_EXERCISE_:
Return, word for word, the stretch of lines from the one containing "You are given a photograph. For the white ceiling" through the end of the records, including both ends.

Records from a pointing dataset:
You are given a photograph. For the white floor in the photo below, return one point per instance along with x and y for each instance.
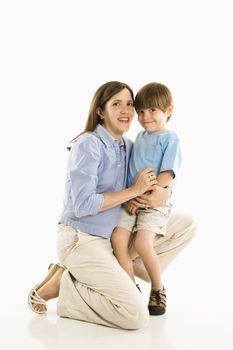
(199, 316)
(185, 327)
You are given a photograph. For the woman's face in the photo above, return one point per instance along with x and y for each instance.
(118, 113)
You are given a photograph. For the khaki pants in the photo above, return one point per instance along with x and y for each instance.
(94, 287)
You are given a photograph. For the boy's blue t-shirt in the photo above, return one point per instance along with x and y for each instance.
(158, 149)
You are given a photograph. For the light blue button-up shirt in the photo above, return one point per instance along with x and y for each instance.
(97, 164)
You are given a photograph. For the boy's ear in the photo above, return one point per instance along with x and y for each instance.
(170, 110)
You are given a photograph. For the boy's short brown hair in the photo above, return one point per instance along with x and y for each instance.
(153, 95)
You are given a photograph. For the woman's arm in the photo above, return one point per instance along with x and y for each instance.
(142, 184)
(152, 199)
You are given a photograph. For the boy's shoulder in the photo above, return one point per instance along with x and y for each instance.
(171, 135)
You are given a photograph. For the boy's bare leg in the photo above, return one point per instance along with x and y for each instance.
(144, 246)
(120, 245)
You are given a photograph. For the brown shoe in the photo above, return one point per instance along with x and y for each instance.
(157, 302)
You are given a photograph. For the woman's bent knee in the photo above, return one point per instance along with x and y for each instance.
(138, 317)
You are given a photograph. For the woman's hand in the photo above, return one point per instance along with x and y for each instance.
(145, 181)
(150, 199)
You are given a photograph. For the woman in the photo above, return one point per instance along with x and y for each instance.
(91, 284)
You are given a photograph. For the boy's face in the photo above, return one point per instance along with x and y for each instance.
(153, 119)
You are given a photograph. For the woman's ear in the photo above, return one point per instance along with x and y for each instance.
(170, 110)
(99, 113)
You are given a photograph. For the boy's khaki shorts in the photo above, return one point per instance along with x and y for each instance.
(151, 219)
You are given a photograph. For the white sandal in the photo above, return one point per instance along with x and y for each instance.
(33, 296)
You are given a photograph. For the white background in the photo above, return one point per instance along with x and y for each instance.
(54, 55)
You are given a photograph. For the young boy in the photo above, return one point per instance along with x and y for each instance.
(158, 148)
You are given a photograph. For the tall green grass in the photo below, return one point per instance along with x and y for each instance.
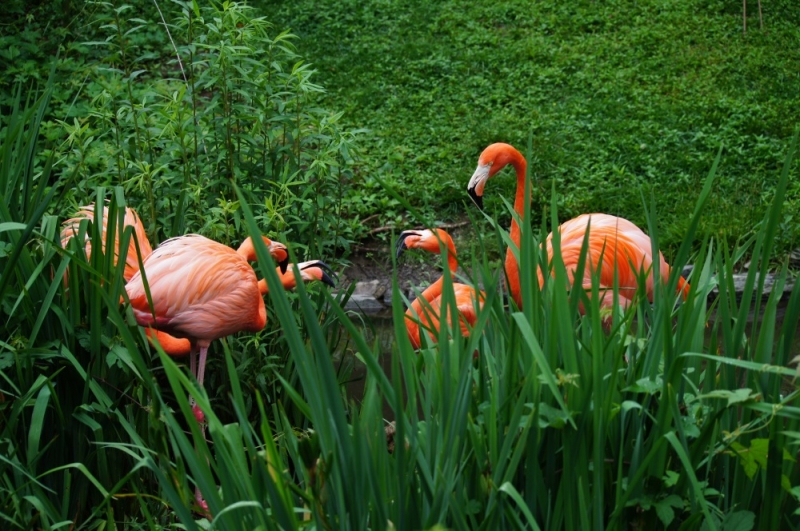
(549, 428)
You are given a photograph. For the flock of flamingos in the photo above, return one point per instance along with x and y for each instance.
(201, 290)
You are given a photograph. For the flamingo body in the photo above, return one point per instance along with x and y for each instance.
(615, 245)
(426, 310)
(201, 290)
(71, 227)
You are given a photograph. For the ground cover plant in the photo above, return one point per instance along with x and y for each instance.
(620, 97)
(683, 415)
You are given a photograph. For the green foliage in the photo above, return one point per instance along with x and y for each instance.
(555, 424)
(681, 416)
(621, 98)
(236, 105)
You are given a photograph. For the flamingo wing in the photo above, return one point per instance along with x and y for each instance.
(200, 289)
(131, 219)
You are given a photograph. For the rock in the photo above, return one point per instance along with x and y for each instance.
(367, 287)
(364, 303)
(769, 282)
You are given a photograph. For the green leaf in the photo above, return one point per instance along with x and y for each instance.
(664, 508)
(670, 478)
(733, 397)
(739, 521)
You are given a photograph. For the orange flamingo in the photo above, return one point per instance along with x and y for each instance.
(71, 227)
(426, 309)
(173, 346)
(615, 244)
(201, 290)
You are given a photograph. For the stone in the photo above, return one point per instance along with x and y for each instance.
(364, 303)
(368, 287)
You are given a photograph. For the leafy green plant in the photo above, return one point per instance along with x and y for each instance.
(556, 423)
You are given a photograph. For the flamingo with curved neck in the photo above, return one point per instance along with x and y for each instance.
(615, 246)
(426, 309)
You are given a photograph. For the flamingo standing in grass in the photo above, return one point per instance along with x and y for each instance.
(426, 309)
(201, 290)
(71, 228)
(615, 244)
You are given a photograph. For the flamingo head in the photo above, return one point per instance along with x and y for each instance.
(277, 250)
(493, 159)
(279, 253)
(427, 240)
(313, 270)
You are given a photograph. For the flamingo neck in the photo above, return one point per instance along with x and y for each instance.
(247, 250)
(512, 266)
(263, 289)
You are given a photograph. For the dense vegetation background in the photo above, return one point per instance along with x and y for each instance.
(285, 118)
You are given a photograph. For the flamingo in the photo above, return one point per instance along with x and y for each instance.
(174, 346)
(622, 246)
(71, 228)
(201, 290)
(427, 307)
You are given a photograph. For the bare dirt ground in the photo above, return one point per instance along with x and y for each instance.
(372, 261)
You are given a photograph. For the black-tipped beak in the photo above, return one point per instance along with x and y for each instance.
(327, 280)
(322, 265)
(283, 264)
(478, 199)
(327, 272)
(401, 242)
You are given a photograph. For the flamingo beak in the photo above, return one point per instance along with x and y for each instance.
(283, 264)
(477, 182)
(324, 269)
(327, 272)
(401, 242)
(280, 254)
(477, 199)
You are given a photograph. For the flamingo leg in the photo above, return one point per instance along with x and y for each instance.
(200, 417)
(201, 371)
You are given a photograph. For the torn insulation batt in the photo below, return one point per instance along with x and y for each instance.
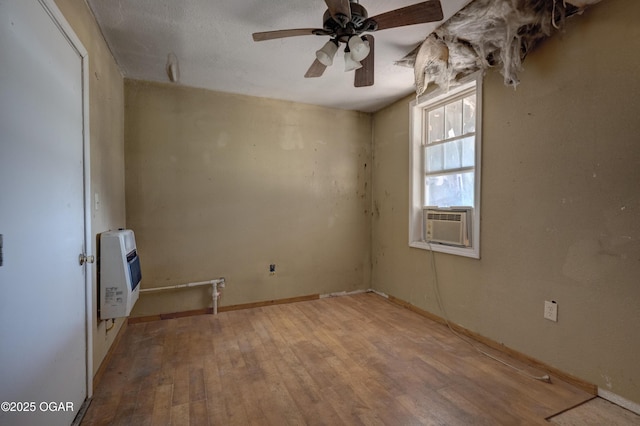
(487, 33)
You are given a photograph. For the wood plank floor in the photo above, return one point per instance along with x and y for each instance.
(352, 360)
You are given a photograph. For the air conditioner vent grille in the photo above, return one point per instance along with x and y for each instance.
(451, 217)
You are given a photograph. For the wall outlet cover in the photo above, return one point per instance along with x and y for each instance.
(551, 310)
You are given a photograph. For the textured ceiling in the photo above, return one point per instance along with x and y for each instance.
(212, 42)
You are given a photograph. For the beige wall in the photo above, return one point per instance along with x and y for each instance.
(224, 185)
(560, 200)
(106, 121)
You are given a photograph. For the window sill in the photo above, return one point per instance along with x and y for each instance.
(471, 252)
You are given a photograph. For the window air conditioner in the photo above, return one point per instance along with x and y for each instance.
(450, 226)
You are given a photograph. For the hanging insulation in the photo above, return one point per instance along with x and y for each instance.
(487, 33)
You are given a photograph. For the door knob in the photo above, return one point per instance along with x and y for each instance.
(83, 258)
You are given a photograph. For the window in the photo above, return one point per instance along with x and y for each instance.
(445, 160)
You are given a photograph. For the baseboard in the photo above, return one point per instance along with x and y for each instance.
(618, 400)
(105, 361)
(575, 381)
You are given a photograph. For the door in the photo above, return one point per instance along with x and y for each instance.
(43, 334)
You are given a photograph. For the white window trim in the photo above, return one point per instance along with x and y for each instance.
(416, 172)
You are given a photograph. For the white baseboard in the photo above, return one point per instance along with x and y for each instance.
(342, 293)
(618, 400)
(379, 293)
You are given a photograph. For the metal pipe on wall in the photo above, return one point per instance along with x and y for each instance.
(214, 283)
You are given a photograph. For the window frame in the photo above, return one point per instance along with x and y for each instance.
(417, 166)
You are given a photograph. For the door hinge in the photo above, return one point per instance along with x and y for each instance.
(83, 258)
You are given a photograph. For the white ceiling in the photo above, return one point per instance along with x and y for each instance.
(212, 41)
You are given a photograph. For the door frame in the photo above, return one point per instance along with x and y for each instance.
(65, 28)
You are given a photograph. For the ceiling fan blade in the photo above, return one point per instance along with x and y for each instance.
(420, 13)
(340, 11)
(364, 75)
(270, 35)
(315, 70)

_EXERCISE ANSWER_:
You are given a photograph. For the white ceiling in the photo above, return one point per instance along with x and y for each instance.
(212, 41)
You are given a photograph. For the door frame in the photo above, return one point per instance along with x and y for each instance.
(65, 28)
You are given a photograph. For the ceiling fan blade in the photo above, return one point per instance along with x and y for each instance.
(420, 13)
(340, 11)
(364, 75)
(270, 35)
(315, 70)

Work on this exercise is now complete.